- **EXTRAIT DU DOCUMENT**:
- - - - - - -

Selon Al-Qaïda, les pro-Morsi défient l'armée avec l'aide de Washington

ElBaradei prone le dialogue, les faucons prônent la force

Vendredi, les Frères musulmans avaient appelé leurs partisans à venir grossir "pacifiquement" les rangs des deux sit-in sur les places Rabaa al-Adawiya et Nahda du Caire, qu'ils occupent depuis un mois. Les autorités martèlent depuis deux jours qu'elles s'apprêtent à les en déloger de force.

Amnesty International demande une enquête sur la torture

Amnesty International a appelé à l'ouverture immédiate d'une enquête sur des allégations selon lesquelles des partisans du président évincé ont torturé des opposants au Caire. L'organisation de défense des droits de l'homme avertit toutefois que le gouvernement intérimaire en Égypte ne doit pas prendre le prétexte de ces faits de tortures présumées "pour punir collectivement tous les partisans de Morsi et avoir recours à un usage excessif de la force pour disperser leurs sit-in".

Le vice-président par intérim et prix Nobel de la Paix, Mohamed ElBaradei, a estimé qu'il ne pourrait pas contenir longtemps les faucons du gouvernement et de l'armée qui, fort d'un soutien croissant de la population, prônent la manière forte contre les manifestants islamistes.

"Des gens sont vraiment furieux contre moi parce que je dis : prenons notre temps, parlons avec eux. L'humeur, maintenant, c'est plutôt 'écrasons-les'", a-t-il assuré dans un entretien avec le "Washington Post", ajoutant : "Je tiens le fort, mais je ne tiendrai pas longtemps".

- - - - - - -

- **EXERCICE 1**: Recopiez un passage de l'article sur la crise égyptienne, en commençant par « Amnesty International demande » et en allant jusqu'à « les manifestants islamistes. ».
- **EXERCICE 2**: Rédigez la suite de l'article sur la crise égyptienne à partir de sa dernière phrase.

- **DONNÉES FOURNIES**:
- - - - - - -

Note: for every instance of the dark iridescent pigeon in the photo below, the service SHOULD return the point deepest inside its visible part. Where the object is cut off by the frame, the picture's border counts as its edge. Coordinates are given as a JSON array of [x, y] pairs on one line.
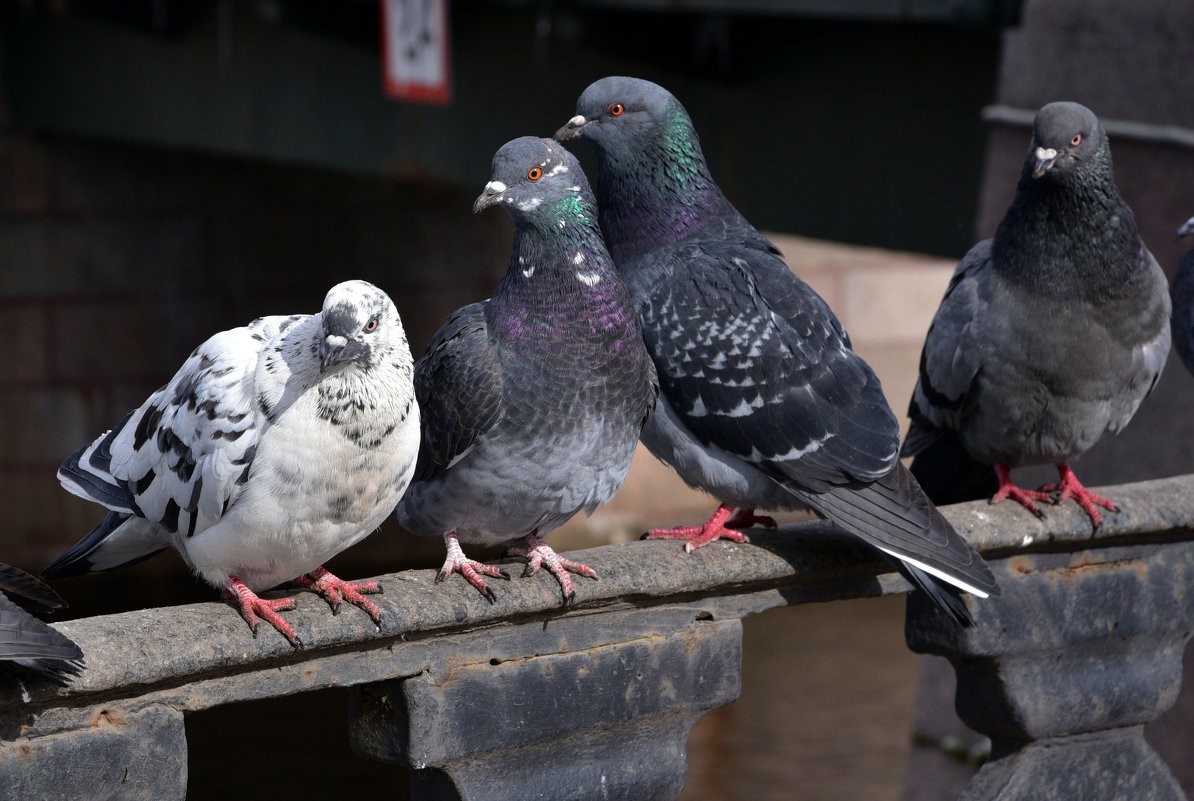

- - - - - - -

- **RÉPONSE 1**:
Amnesty International demande une enquête sur la torture

Amnesty International a appelé à l'ouverture immédiate d'une enquête sur des allégations selon lesquelles des partisans du président évincé ont torturé des opposants au Caire. L'organisation de défense des droits de l'homme avertit toutefois que le gouvernement intérimaire en Égypte ne doit pas prendre le prétexte de ces faits de tortures présumées "pour punir collectivement tous les partisans de Morsi et avoir recours à un usage excessif de la force pour disperser leurs sit-in".

Le vice-président par intérim et prix Nobel de la Paix, Mohamed ElBaradei, a estimé qu'il ne pourrait pas contenir longtemps les faucons du gouvernement et de l'armée qui, fort d'un soutien croissant de la population, prônent la manière forte contre les manifestants islamistes.

- **RÉPONSE 2**:
"Situation explosive"

En annonçant la dispersion imminente des protestataires, les autorités s'appuient sur le mécontentement d'une très grande partie du peuple égyptien à l'égard du gouvernement de M. Morsi, relayé par la presse, dressée de manière quasi-unanime contre les occupants des places Rabaa et Nahda. Mais cette impatience est tempérée par le ballet diplomatique dont Le Caire est le théâtre depuis des jours, la communauté internationale, Union européenne en tête, pressant à la fois les autorités de faire preuve de retenue et les Frères musulmans à évacuer les places.

L'un de ces médiateurs européens, le chef de la diplomatie allemande Guido Westerwelle a jugé jeudi soir que la situation était "explosive" en Égypte. L'émissaire de l'Union européenne Bernardino Leon, arrivé jeudi, a poursuivi péniblement ses efforts de médiation vendredi. Et le secrétaire d'État adjoint américain William Burns est arrivée dans la soirée au Caire pour une visite-surprise.